Output the lines from the one holding "The component shall point out each instance of the blue" through the end of the records, inclusive, as a Markdown table with columns Row and Line, numbering each line and skipping blank lines.

Record extracts
++++++++++++++++++++
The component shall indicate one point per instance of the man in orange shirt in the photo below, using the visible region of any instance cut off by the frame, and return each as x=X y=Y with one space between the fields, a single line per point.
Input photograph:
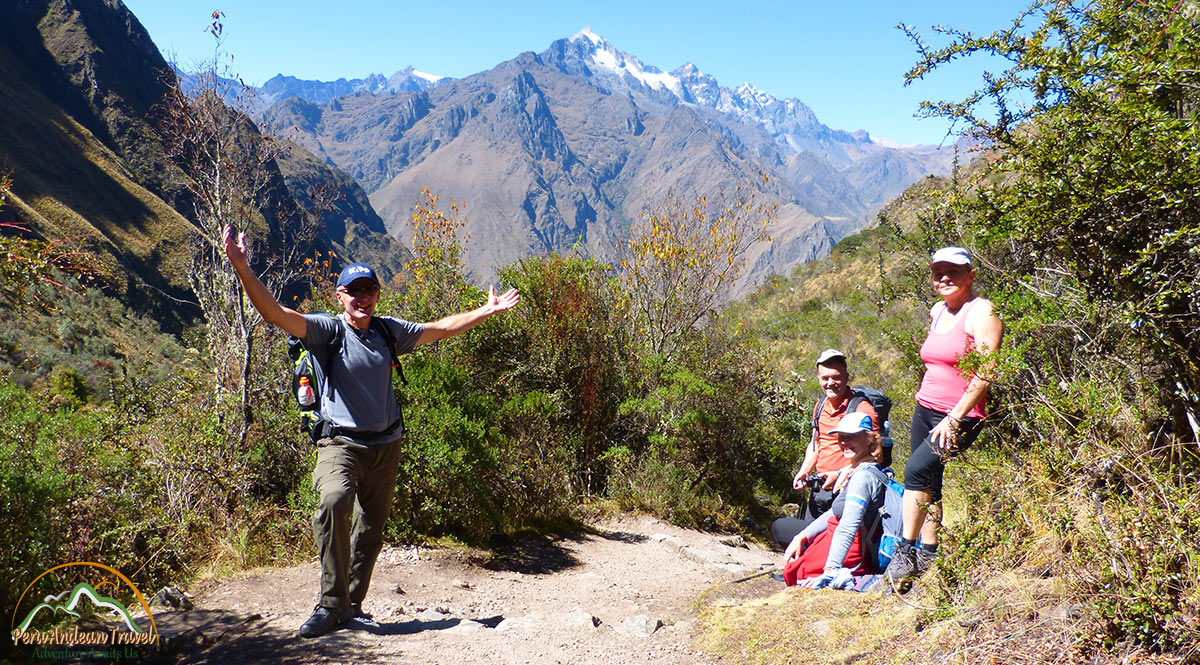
x=823 y=457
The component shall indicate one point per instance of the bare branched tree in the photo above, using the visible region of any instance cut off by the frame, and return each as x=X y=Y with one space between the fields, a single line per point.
x=233 y=180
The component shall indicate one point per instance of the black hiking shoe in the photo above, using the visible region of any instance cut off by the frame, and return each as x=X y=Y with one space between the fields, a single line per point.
x=323 y=621
x=904 y=563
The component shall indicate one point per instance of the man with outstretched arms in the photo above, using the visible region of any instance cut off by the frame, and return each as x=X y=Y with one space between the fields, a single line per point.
x=360 y=429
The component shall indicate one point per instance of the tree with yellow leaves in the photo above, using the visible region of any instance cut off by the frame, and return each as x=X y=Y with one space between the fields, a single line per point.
x=683 y=257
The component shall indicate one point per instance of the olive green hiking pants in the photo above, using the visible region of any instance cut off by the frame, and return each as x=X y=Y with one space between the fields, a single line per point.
x=355 y=484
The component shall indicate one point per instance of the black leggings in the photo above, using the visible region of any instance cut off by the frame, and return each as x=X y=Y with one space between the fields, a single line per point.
x=924 y=468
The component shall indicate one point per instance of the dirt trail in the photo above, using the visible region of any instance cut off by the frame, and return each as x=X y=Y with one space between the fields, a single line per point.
x=622 y=594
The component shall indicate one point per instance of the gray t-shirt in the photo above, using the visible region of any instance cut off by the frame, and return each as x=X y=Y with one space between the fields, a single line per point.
x=359 y=394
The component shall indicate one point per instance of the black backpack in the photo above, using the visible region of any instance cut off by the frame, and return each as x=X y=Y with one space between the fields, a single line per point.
x=882 y=405
x=313 y=367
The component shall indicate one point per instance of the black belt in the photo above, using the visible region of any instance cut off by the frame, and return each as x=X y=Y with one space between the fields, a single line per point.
x=325 y=430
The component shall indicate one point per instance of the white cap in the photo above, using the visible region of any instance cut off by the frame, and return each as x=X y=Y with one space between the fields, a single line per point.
x=853 y=423
x=958 y=256
x=829 y=354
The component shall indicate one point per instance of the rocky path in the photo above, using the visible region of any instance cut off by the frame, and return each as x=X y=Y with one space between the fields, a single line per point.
x=621 y=594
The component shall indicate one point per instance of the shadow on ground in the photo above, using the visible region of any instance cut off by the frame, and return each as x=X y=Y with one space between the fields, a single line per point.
x=217 y=636
x=543 y=555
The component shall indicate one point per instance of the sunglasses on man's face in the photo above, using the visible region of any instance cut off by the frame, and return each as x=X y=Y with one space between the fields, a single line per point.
x=360 y=292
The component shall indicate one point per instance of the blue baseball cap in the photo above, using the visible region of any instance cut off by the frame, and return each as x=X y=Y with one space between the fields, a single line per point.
x=853 y=423
x=357 y=271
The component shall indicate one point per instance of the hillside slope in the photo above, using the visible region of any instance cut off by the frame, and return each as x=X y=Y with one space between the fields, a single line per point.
x=81 y=82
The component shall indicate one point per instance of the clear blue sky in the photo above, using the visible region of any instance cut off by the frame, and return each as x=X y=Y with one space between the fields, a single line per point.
x=845 y=60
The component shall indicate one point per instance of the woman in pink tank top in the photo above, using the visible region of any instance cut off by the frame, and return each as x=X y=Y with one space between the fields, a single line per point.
x=949 y=406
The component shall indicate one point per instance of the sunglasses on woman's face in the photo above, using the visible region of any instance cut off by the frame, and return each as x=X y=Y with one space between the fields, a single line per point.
x=360 y=292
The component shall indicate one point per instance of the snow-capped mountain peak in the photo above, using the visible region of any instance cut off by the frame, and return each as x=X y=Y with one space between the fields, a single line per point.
x=618 y=63
x=587 y=34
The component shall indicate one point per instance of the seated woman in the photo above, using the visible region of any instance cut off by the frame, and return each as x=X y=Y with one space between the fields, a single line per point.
x=839 y=544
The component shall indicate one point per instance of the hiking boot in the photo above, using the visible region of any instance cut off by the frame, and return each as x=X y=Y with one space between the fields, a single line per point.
x=924 y=559
x=322 y=621
x=904 y=563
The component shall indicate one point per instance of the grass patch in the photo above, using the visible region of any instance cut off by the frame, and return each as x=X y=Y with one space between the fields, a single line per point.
x=802 y=625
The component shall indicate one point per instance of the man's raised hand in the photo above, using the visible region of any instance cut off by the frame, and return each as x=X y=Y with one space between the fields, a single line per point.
x=234 y=247
x=502 y=303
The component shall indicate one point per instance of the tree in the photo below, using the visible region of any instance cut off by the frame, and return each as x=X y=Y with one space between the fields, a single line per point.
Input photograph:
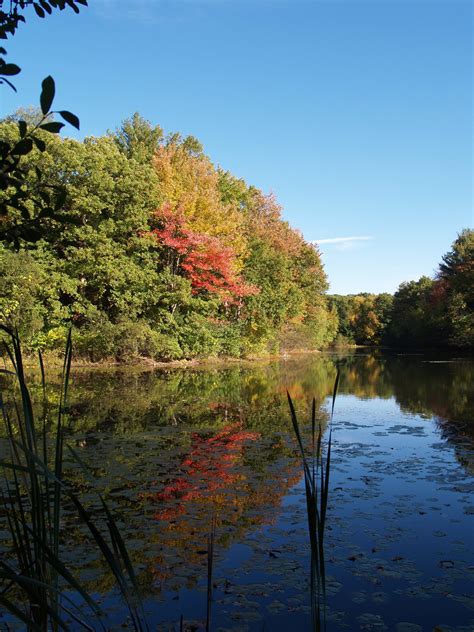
x=18 y=220
x=138 y=139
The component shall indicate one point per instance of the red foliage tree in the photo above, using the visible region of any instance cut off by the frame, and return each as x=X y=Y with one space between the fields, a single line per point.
x=210 y=266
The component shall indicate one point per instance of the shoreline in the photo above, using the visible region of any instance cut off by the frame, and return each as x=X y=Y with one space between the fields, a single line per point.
x=144 y=363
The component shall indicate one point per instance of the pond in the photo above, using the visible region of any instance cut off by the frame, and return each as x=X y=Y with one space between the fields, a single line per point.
x=178 y=450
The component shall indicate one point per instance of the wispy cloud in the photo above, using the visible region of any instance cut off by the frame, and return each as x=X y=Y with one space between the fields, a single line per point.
x=343 y=243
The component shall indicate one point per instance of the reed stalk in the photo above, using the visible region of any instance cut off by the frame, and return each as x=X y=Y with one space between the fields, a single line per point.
x=316 y=470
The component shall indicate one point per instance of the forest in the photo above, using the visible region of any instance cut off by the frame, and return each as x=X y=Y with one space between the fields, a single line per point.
x=154 y=252
x=429 y=313
x=157 y=253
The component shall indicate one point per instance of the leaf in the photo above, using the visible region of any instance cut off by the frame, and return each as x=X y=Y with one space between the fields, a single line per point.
x=9 y=69
x=40 y=144
x=53 y=127
x=23 y=147
x=9 y=83
x=23 y=128
x=38 y=10
x=70 y=118
x=47 y=94
x=46 y=7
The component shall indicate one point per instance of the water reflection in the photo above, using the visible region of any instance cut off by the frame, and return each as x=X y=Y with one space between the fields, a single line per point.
x=130 y=400
x=173 y=448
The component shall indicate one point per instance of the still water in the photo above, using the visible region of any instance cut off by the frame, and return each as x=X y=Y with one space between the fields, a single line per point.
x=175 y=449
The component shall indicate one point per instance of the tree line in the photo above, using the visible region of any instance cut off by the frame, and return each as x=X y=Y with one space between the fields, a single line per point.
x=153 y=251
x=430 y=312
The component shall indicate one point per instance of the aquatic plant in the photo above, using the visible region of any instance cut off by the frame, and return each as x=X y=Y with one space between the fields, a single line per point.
x=36 y=579
x=316 y=477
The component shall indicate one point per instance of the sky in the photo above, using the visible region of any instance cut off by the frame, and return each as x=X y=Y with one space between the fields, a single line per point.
x=356 y=114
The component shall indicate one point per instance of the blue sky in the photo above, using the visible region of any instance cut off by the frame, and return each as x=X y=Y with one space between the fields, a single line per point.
x=357 y=115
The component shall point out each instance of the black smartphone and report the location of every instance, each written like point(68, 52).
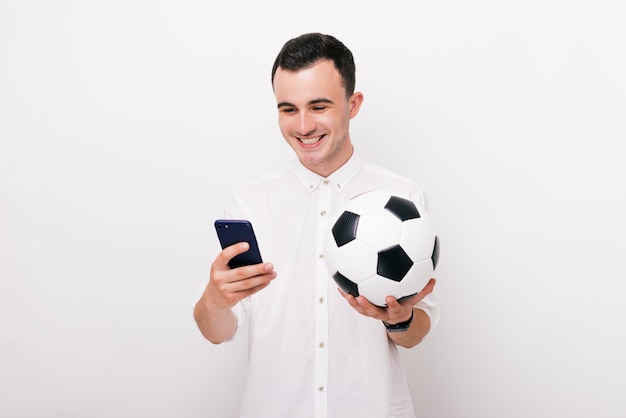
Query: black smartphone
point(232, 231)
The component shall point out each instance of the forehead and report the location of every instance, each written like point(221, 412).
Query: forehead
point(319, 80)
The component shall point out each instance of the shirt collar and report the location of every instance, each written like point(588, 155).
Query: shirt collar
point(338, 179)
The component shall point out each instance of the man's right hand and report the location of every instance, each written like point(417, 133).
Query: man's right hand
point(226, 287)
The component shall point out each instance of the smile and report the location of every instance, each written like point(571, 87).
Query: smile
point(311, 141)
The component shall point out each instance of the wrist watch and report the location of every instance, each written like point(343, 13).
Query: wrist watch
point(399, 327)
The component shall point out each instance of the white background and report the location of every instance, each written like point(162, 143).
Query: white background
point(123, 125)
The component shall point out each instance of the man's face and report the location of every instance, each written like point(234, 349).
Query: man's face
point(314, 115)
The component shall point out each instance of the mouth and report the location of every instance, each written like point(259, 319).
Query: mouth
point(311, 140)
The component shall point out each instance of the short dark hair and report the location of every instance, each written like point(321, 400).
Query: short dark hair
point(305, 50)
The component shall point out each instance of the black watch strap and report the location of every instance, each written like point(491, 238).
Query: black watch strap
point(399, 327)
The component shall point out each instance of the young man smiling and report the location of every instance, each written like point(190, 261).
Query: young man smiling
point(313, 351)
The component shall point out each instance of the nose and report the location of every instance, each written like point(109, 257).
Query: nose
point(306, 124)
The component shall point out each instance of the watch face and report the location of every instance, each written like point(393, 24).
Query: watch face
point(402, 326)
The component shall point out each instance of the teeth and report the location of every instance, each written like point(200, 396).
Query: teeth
point(310, 141)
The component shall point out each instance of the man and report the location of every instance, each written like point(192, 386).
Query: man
point(313, 350)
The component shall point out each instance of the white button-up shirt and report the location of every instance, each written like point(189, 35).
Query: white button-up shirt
point(310, 353)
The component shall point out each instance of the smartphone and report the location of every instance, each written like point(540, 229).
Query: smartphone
point(232, 231)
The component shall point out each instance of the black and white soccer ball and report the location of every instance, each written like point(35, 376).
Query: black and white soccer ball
point(380, 245)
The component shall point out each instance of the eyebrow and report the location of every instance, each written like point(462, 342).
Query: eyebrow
point(312, 102)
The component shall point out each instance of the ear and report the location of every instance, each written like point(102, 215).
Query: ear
point(354, 103)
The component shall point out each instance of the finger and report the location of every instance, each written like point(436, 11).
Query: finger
point(229, 252)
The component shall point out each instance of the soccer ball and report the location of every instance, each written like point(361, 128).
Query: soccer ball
point(381, 245)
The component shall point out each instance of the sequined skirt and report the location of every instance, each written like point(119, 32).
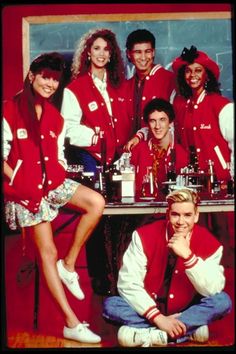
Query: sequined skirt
point(18, 216)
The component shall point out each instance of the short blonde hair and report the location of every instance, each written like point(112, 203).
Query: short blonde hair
point(183, 195)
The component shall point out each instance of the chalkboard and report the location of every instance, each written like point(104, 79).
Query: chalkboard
point(212, 35)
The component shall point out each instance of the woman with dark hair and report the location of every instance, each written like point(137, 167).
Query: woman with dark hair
point(93, 106)
point(204, 118)
point(35, 183)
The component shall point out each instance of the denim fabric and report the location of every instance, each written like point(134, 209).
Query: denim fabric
point(118, 311)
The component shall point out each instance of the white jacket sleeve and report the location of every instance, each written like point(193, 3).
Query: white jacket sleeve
point(207, 276)
point(131, 277)
point(79, 134)
point(7, 138)
point(226, 122)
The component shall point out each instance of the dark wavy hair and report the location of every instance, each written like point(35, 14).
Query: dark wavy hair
point(160, 105)
point(25, 99)
point(212, 85)
point(81, 64)
point(140, 36)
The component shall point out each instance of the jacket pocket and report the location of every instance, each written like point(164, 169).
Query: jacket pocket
point(18, 164)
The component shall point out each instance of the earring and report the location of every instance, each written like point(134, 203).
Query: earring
point(206, 84)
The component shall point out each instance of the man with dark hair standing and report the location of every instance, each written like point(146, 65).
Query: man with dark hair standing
point(149, 81)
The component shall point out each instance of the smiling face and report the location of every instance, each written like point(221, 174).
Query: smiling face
point(195, 76)
point(142, 56)
point(45, 83)
point(99, 53)
point(182, 217)
point(159, 125)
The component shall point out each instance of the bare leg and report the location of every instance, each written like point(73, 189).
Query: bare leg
point(43, 238)
point(92, 205)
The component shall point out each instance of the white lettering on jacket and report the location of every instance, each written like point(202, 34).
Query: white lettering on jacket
point(93, 106)
point(204, 126)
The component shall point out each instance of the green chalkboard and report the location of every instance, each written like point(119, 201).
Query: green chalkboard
point(213, 36)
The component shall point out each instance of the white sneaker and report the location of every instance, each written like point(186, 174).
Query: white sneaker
point(81, 333)
point(70, 279)
point(144, 337)
point(201, 334)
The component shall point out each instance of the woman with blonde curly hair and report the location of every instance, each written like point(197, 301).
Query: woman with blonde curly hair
point(93, 106)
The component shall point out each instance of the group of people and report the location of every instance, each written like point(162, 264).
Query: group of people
point(103, 114)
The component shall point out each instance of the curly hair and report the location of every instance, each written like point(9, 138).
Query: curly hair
point(81, 64)
point(212, 85)
point(25, 99)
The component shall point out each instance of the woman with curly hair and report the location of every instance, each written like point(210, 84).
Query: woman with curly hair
point(204, 118)
point(93, 106)
point(36, 187)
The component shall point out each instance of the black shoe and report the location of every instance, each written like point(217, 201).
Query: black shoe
point(101, 286)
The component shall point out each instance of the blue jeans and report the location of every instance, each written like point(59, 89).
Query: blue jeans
point(209, 309)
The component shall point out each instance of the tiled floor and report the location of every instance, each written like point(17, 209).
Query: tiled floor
point(20, 307)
++++++++++++++++++++
Exercise response
| Row | Line |
|---|---|
| 1 | The component shall point out each instance of the blue jeans and report the location of every instance, each written like point(59, 89). |
| 2 | Query: blue jeans |
| 3 | point(209, 309) |
| 4 | The component shall point out each instance of the tiled floor and report the location of every instance, each written like point(17, 209). |
| 5 | Query: tiled floor |
| 6 | point(20, 307) |